▶ Text for analysis
* * * *

We know meditation can help us in numerous ways such as to manifest inner peace, increase self-awareness, become more grounded, calmer, present, conscious, inspired, rejuvenated, spiritual, fulfilled and balanced. Phew!
As if that wasn’t enough, the effects can be magnified and increased by meditating with a loved one.
Just a few months ago researchers in Germany came to a groundbreaking conclusion after conducting a study: meditating in twos may help us feel closer and more open with one another.
The study in the Max Plank Institute saw participants partake in practicing ‘dyadic meditation’, i.e., they meditated in twos, as part of their ReSource Project—a longitudinal study looking at the impacts of different meditation practices on mental health and social skills.
Couples said they felt increased closeness towards one another and found themselves become more willing to share personal information, indicating increased trust and bonding. Sounds good to us.

* * * *

▶ Provided information
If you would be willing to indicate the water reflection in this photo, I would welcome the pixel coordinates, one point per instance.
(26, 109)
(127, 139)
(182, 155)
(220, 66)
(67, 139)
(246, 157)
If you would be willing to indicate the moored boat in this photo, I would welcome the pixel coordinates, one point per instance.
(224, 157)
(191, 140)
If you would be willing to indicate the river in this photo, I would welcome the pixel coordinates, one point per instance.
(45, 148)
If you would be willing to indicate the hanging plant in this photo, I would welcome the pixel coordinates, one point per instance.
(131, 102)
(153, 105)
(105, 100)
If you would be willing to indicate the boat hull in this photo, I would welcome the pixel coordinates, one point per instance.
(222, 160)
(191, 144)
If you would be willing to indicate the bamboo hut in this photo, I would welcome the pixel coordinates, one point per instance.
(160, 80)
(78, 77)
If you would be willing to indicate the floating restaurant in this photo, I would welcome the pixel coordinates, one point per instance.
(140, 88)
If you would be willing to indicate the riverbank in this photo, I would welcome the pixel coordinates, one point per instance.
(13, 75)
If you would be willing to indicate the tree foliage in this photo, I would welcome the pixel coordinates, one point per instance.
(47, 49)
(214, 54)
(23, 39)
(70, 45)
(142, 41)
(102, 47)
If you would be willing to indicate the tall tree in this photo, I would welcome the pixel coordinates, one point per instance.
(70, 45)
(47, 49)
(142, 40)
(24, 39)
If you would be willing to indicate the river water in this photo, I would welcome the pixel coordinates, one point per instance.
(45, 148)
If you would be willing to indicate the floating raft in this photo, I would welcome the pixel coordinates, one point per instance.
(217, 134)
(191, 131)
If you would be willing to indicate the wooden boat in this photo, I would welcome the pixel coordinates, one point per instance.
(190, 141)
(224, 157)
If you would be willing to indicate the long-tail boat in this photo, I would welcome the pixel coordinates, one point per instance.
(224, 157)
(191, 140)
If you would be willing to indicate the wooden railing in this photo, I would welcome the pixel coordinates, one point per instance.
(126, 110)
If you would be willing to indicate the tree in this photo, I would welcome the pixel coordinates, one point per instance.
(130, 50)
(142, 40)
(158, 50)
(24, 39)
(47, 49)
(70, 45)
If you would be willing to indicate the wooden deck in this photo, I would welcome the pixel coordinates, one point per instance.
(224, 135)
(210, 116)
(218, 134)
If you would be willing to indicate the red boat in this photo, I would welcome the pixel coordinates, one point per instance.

* * * *

▶ Task to complete
Extend the text about meditating in pairs past its final sentence.

▶ Expected answer
Jody Shield, who is meditation ambassador for Lululemon, says you get an extra sense of support when meditating with your other half – in more ways than one.
She says the best way to try meditating in twos is to sit back-to-back to support each other: ‘When meditating, we usually have to wiggle quite a bit to find the right posture and comfortable position. By adopting this position, you’ll feel physically and in turn mentally supported by each other too.’
Another top tip is to try breathing in sync: ‘Breathing is very relaxing, and breathing in tandem with another person feels very calming. Try this at the same time, placing one hand on your heart centre and breathing in two slow counts, and out two slow counts.’
Rory James MacLaren-Jackson, clinical hypnotherapist and author of 7-Day Mindfulness [www.unlockingchange.com] says: ‘Just by setting aside a few minutes every so often, meditation and quiet relaxation can be a fantastic tool in reconnecting with your partner and in turn strengthening your relationship and trust in each other.’
Rory says the first step is to choose the right time: ‘Pick a time when you’re both feeling relaxed – perhaps once the kids are in bed and you’re unlikely to be interrupted. Make sure you’re not squeezing it in between other activities – no clock watching!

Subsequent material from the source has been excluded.